Reproduce, character for character, the entries below from the line containing "Guideline: every blurred foliage" through the line containing "0, 1, 600, 426", inclusive.

>> begin RECORD SET

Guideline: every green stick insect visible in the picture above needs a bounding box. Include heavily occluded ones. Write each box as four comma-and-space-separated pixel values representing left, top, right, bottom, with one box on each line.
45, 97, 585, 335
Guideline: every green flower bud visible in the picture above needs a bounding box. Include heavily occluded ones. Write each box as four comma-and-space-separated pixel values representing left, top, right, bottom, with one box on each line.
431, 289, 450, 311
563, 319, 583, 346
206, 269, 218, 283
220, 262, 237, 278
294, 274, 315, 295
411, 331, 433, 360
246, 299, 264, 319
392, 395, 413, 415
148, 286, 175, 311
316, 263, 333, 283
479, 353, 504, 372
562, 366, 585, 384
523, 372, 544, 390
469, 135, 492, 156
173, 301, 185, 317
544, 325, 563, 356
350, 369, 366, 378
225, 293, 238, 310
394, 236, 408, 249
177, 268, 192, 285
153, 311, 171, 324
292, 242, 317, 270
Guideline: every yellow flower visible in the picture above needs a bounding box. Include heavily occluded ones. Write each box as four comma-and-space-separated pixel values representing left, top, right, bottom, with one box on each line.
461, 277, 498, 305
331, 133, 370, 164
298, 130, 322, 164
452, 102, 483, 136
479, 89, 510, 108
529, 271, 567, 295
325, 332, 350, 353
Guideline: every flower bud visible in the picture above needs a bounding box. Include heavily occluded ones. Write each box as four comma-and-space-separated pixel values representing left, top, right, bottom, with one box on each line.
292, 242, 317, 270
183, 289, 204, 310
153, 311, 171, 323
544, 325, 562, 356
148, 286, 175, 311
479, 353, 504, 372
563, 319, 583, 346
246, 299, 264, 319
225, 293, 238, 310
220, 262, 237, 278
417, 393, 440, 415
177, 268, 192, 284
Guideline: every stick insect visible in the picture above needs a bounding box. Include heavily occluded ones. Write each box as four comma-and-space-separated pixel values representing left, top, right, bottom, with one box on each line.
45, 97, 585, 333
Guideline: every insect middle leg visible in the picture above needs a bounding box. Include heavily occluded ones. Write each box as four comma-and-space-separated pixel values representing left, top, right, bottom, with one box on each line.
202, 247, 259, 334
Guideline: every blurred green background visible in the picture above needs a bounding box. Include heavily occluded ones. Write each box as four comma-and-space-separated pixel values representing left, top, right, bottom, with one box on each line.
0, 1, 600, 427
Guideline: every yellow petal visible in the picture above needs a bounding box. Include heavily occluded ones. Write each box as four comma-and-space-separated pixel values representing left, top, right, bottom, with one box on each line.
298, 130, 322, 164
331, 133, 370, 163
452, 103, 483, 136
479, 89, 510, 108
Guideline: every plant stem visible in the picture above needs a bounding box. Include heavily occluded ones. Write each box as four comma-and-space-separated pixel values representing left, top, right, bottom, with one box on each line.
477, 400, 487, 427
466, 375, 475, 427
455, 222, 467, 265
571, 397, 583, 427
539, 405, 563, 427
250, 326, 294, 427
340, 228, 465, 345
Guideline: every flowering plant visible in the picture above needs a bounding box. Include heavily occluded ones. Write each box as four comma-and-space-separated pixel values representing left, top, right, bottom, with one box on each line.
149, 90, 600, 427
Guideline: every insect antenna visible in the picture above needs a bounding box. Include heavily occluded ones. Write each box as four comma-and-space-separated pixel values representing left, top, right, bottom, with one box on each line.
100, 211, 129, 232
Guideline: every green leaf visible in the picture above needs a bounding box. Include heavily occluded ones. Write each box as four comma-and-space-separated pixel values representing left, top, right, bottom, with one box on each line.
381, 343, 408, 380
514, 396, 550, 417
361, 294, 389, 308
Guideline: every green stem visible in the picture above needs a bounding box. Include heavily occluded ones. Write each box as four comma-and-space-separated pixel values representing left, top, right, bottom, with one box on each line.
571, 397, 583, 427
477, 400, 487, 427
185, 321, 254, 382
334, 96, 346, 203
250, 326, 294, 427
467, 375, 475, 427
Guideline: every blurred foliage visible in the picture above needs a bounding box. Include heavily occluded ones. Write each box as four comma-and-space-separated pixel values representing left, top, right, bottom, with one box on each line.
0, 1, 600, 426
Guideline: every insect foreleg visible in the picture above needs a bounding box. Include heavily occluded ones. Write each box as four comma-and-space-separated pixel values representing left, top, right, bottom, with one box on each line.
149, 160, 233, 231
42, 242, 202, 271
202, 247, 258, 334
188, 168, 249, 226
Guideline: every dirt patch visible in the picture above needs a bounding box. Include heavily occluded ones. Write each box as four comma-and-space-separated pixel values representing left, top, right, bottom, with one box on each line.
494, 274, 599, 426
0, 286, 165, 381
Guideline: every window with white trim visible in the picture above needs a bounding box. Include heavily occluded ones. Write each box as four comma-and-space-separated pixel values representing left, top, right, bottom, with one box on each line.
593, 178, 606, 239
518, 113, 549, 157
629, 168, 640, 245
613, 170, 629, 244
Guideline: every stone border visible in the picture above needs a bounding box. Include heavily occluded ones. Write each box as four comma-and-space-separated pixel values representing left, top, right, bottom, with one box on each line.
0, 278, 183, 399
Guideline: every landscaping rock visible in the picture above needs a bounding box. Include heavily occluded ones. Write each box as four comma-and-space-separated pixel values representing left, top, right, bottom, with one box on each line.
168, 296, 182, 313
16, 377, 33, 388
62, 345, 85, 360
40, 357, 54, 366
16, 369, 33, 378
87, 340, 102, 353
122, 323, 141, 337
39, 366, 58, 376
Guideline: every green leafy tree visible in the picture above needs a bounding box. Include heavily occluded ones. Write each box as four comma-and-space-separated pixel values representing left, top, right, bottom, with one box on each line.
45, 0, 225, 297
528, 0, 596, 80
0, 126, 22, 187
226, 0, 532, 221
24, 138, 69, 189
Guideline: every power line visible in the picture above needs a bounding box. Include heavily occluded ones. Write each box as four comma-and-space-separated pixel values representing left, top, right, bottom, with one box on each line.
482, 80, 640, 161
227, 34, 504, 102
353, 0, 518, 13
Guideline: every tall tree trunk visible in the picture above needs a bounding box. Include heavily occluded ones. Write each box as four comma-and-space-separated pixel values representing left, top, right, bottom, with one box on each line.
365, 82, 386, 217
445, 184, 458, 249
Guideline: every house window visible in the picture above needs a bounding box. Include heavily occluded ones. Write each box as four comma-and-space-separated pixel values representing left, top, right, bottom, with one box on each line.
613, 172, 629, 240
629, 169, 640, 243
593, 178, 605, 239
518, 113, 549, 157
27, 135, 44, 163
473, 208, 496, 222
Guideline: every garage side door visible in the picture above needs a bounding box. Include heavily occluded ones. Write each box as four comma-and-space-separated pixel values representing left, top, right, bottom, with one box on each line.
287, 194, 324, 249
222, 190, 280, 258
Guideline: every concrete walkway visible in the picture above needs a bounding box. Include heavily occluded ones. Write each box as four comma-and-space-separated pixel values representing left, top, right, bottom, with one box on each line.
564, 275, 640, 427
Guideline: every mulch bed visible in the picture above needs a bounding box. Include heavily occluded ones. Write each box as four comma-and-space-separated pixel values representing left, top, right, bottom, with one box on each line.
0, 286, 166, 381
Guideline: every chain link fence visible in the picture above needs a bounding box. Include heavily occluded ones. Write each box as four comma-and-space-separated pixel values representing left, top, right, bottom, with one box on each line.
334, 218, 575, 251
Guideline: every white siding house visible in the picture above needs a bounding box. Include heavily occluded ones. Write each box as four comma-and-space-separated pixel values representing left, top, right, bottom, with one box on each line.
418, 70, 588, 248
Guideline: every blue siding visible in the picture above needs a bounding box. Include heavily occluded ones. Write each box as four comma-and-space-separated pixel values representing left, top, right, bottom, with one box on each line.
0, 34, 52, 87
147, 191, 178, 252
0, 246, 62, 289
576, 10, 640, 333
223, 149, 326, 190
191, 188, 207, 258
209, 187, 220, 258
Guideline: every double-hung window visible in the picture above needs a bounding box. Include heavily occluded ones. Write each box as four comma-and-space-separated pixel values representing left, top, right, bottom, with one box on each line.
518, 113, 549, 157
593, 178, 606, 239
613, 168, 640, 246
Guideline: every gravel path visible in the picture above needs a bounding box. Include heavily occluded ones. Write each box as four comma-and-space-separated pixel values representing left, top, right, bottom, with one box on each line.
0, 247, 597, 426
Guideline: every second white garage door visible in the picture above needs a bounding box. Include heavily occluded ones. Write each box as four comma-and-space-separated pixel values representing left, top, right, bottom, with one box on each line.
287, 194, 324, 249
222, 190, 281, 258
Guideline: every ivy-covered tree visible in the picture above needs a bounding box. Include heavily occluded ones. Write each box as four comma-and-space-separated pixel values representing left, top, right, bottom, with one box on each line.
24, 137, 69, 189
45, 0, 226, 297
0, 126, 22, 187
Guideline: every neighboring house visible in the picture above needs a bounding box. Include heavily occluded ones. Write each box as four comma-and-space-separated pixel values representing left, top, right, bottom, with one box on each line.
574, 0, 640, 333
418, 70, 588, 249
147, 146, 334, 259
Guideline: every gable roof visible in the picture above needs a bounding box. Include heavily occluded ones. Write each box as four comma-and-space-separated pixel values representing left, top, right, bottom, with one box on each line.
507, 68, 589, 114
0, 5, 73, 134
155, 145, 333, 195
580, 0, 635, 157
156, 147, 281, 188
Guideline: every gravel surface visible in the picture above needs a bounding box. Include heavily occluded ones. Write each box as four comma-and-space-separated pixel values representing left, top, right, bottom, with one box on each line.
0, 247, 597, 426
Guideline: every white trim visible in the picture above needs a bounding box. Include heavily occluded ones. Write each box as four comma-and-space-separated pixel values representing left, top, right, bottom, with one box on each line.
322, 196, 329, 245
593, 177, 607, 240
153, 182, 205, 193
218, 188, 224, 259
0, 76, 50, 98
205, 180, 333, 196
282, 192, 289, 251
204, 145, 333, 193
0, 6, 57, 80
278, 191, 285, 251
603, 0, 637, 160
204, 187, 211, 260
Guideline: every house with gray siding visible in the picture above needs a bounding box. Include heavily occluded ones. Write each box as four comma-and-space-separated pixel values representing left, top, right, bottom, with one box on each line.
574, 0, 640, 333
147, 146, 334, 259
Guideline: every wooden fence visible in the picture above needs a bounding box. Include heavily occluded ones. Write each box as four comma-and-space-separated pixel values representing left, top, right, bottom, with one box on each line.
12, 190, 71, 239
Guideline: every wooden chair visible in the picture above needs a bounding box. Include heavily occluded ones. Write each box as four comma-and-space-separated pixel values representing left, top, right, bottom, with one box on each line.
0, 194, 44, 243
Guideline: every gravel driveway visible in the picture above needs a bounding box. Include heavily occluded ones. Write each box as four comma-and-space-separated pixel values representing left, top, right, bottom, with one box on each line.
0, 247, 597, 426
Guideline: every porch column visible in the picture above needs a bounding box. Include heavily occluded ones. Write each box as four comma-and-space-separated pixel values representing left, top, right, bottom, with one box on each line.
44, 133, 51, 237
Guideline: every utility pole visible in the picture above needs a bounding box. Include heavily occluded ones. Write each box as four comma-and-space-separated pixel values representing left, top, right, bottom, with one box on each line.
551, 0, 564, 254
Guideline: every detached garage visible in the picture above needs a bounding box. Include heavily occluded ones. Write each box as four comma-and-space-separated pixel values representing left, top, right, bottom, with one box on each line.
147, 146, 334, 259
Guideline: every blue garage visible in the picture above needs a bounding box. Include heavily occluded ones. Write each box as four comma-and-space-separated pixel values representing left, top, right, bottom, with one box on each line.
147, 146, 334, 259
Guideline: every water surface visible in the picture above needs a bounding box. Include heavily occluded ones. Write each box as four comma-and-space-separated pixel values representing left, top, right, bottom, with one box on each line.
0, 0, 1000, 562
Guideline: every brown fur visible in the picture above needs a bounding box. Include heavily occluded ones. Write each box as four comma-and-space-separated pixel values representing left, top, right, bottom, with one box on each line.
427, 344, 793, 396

>> end RECORD SET

SOLUTION TO THIS PROBLEM:
Guideline: every blurred foliage visible in the picture above needs a bounding box. Include heavily occluded ones. Write each box as four comma-and-space-separated pixel values representing left, top, right, bottom, with one box on each line.
0, 1, 600, 426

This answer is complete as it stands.